* [Given text]
%%

[Bioperl-l] Problems with Bio::SearchIO

Tue Nov 11 00:32:23 UTC 2008

On Nov 10, 2008, at 4:29 PM, Dan Bolser wrote:

> 2008/11/7 Chris Fields <cjfields at illinois.edu>:
>> On Nov 7, 2008, at 8:27 AM, Dan Bolser wrote:
>>> ...
>>> Looking closer I found that $parser->result_count() only gets set
>>> after calling $parser->next_result. Any way to force this? In some
>>> Perl objects I've seen a 'parse' method that kicks the object into
>>> (silently) calling all its get methods. Is there an equivalent (but
>>> apparently undocumented) method? Actually, I think it should kick
>>> itself when called... or not? Certainly the docs do not suggest that
>>> is won't return a the number of results ("Function: Gets the  
>>> number of
>>> Blast results that have been parsed.") So I think this is a bug.
>>
>> We could make it so that the result_count() is eager (parses the  
>> results and
>> reports the total back).  Not sure, but we could optionally cache the
>> already-parsed Result objects (that could run into memory issues if  
>> one is
>> parsing a ton of reports, so it needs to be off by default).
>
> I see (I think). Anyone first calling result_count() and *then*
> iterating over the results is getting a performance hit by effectively
> parsing the results twice? I would suggest that you make this function
> eager, but document the potential performance issue so that people can
> choose not to call it first. However, I don't think I can have
> understood correctly. How can its value be set correctly after calling
> next() only once?

It's highly possible that result_count() is meant to indicate total  
ResultI iteration parsed up to the point of being called (as opposed  
to the total number of ResultI), but that isn't made exactly clear.   
However, judging by the naming of the other Bio::Search methods for  
total objects (num_hits, num_hsps) I think that's the case.

%%

* [Work to complete]
A - Please write out the part of the Bio::SearchIO thread between "On Nov 10, 2008, at" and "this is a bug.", inclusive.
B - In the Bio::SearchIO thread, when does $parser->result_count() get set?
C - List every method name that appears in the Bio::SearchIO thread.

* [Extracted information]
%%

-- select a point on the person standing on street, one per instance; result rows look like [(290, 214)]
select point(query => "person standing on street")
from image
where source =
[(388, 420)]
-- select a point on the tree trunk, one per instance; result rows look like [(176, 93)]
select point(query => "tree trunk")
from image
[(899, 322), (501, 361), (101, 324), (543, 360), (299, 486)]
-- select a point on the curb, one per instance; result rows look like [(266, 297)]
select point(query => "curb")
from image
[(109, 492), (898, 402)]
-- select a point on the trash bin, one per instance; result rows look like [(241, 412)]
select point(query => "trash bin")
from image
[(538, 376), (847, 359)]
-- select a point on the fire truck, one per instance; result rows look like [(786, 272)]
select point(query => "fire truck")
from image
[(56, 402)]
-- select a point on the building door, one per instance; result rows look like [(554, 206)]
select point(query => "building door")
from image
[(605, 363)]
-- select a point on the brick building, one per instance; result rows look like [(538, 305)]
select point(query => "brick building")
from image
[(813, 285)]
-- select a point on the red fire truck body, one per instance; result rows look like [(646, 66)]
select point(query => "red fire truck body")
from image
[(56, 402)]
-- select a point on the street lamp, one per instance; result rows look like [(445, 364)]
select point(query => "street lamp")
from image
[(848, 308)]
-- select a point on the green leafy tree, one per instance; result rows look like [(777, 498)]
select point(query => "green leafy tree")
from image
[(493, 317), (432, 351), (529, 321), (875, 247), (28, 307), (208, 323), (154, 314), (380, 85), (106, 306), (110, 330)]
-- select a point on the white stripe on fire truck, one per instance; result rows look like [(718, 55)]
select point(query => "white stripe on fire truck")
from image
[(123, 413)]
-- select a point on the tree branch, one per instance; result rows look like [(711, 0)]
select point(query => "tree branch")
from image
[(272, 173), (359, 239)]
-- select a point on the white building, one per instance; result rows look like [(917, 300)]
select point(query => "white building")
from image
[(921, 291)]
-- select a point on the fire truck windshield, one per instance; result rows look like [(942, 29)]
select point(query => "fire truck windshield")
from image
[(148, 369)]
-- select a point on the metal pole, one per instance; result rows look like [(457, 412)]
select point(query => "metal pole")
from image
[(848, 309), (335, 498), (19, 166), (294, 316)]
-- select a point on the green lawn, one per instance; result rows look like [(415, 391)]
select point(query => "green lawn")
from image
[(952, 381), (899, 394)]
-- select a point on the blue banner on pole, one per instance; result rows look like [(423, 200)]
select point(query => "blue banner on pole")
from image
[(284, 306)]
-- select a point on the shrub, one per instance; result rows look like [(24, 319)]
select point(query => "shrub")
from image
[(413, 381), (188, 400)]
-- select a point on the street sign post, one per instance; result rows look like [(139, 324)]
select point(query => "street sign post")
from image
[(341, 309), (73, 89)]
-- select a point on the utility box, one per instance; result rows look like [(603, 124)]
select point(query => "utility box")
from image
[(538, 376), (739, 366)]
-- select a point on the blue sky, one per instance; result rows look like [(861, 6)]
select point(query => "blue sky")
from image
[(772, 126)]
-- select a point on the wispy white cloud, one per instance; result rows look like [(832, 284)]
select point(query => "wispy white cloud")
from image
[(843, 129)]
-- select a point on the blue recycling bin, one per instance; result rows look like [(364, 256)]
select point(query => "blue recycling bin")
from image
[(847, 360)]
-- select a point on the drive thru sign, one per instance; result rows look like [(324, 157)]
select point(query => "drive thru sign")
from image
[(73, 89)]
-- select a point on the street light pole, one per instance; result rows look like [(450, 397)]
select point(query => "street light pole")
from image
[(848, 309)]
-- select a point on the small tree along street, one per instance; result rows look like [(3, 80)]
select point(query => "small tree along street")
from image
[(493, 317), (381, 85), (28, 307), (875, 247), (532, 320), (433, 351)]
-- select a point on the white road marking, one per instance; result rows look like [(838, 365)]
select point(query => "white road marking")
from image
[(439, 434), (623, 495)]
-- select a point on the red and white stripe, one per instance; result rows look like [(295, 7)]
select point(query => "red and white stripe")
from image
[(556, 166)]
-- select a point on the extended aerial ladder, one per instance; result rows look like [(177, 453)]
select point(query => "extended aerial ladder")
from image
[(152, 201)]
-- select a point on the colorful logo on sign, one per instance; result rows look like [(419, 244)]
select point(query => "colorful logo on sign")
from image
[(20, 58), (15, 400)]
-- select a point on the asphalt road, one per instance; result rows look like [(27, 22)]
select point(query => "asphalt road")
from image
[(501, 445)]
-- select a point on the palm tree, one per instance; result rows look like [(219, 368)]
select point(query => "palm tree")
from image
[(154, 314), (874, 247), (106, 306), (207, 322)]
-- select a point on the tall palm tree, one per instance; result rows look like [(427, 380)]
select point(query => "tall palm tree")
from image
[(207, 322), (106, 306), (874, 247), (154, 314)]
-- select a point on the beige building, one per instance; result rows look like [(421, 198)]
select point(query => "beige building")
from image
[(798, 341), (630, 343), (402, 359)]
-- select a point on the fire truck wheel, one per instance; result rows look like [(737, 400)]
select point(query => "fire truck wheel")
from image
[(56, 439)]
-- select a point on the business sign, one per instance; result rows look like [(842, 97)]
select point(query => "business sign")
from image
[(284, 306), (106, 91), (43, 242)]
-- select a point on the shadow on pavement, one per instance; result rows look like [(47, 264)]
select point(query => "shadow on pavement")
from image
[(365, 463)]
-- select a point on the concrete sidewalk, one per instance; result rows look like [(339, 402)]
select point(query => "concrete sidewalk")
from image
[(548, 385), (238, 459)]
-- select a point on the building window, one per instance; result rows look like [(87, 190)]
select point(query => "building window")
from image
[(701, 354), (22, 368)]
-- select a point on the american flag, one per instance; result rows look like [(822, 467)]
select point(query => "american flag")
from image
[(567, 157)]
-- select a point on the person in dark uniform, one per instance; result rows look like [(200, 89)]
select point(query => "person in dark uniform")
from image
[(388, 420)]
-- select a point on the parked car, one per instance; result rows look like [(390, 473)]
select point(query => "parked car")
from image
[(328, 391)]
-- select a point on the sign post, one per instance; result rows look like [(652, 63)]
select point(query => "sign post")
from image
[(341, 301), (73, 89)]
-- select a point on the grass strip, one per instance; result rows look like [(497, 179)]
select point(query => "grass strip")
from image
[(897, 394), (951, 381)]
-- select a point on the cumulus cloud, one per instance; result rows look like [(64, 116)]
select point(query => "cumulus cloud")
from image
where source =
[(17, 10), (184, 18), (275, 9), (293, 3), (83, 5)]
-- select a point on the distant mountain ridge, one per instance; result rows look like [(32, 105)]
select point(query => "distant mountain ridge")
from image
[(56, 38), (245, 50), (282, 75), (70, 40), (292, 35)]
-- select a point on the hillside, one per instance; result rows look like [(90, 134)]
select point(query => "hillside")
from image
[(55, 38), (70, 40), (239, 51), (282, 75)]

%%

* [Answers to the exercises]
A -
On Nov 10, 2008, at 4:29 PM, Dan Bolser wrote:

> 2008/11/7 Chris Fields <cjfields at illinois.edu>:
>> On Nov 7, 2008, at 8:27 AM, Dan Bolser wrote:
>>> ...
>>> Looking closer I found that $parser->result_count() only gets set
>>> after calling $parser->next_result. Any way to force this? In some
>>> Perl objects I've seen a 'parse' method that kicks the object into
>>> (silently) calling all its get methods. Is there an equivalent (but
>>> apparently undocumented) method? Actually, I think it should kick
>>> itself when called... or not? Certainly the docs do not suggest that
>>> is won't return a the number of results ("Function: Gets the  
>>> number of
>>> Blast results that have been parsed.") So I think this is a bug.

B - It only gets set after calling $parser->next_result.

C -
result_count
next_result
parse
next
num_hits
num_hsps